SET OF TASKS:
a: According to the Stephen Chow biography, in what year did he join the Society of Jesus?
b: Write out the passage of the Stephen Chow biography word for word, starting at "Stephen Chow Sau-yan, SJ" and ending at "Society of Jesus.".

## begin TEXT EXCERPT

Stephen Chow Sau-yan, SJ (, born 7 August 1959) is a Hong Kong Chinese bishop of the Catholic Church.  He is the Bishop of Hong Kong, appointed to the position in 2021 after previously serving as the provincial superior of the Chinese Province of the Society of Jesus.

Early life
Chow was born in British Hong Kong on 7 August 1959.  He studied psychology and philosophy at the University of Minnesota, obtaining a bachelor's degree and a master's degree in Educational Psychology.  He subsequently joined the Society of Jesus in 1984, completing his noviceship in 1986. He joined the Milltown Institute of Theology and Philosophy in Dublin and gaining a Licentiate in Philosophy in 1988.  After obtaining the licentiate, he returned to Hong Kong and taught at Wah Yan College, Kowloon for two years.  Starting in 1990, he studied theology at the Holy Spirit Seminary in Hong Kong.  On 16 July 1994, Chow was ordained to the Catholic priesthood at the Cathedral of the Immaculate Conception by John Baptist Wu, the Bishop of Hong Kong at the time.  He undertook postgraduate studies at the Loyola University, Chicago, receiving a master's degree in Organization Development in 1995.

## end TEXT EXCERPT
## begin SUPPLIED INFORMATION

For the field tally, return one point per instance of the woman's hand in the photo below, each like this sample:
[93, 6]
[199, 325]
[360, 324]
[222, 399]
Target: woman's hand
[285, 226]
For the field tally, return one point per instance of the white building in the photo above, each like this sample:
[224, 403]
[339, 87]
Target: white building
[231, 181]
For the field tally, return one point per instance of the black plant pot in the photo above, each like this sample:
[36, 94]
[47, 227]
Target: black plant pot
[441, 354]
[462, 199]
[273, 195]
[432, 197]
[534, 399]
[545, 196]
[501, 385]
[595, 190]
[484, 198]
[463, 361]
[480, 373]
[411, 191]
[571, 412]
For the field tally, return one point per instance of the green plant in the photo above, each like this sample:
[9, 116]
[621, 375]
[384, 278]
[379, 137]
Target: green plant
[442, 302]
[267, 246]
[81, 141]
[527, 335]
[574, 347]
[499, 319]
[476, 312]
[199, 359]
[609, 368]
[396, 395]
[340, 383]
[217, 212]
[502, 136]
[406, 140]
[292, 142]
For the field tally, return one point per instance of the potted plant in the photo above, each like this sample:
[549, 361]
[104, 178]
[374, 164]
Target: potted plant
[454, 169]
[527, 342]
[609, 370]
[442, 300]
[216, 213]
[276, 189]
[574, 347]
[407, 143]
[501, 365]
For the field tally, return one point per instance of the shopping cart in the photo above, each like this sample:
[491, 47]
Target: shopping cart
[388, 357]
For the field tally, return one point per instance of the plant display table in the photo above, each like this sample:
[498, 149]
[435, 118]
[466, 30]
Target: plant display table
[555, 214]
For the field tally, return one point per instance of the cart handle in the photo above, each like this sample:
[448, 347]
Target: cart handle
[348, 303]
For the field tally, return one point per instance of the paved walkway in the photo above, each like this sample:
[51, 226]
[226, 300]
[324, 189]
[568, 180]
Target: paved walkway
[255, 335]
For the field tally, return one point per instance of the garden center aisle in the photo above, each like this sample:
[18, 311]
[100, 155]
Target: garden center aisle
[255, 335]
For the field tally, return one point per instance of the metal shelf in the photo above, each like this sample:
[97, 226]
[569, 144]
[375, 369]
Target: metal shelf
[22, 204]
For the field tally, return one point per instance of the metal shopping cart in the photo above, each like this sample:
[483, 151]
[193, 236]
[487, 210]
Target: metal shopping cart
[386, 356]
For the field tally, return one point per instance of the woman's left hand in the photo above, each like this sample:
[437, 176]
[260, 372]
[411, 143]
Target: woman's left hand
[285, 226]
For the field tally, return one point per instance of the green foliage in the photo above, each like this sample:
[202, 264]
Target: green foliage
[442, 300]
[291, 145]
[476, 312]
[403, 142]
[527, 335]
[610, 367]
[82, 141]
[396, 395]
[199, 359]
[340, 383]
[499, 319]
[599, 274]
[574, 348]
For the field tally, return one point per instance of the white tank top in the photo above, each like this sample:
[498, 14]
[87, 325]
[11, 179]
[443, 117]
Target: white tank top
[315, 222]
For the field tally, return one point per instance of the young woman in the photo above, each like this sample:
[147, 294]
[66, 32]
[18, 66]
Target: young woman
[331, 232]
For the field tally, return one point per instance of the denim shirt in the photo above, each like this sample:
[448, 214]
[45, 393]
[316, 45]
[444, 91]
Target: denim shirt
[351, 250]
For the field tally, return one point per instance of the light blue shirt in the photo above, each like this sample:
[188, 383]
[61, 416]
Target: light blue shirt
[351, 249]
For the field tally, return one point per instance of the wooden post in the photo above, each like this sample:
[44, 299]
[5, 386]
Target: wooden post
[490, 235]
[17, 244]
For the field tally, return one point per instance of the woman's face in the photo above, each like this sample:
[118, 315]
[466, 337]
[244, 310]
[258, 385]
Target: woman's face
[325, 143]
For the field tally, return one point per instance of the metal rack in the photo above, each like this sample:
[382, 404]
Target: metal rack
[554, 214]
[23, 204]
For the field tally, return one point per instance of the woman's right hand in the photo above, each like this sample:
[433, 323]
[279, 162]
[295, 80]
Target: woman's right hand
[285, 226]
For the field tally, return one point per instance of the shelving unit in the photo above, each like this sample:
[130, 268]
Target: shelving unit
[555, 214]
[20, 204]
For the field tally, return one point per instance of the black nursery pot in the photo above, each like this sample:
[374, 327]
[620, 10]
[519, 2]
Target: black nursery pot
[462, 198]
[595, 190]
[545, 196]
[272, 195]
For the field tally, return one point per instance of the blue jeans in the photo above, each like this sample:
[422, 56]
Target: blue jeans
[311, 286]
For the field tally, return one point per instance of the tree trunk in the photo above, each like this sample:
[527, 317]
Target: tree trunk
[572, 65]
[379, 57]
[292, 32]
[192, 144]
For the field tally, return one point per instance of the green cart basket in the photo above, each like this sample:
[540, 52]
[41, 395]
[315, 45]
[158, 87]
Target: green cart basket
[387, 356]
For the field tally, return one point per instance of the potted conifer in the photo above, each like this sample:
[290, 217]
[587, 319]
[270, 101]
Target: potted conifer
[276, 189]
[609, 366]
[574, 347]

## end SUPPLIED INFORMATION

SOLUTIONS IN ORDER:
a: He joined the Society of Jesus in 1984.

b:
Stephen Chow Sau-yan, SJ (, born 7 August 1959) is a Hong Kong Chinese bishop of the Catholic Church.  He is the Bishop of Hong Kong, appointed to the position in 2021 after previously serving as the provincial superior of the Chinese Province of the Society of Jesus.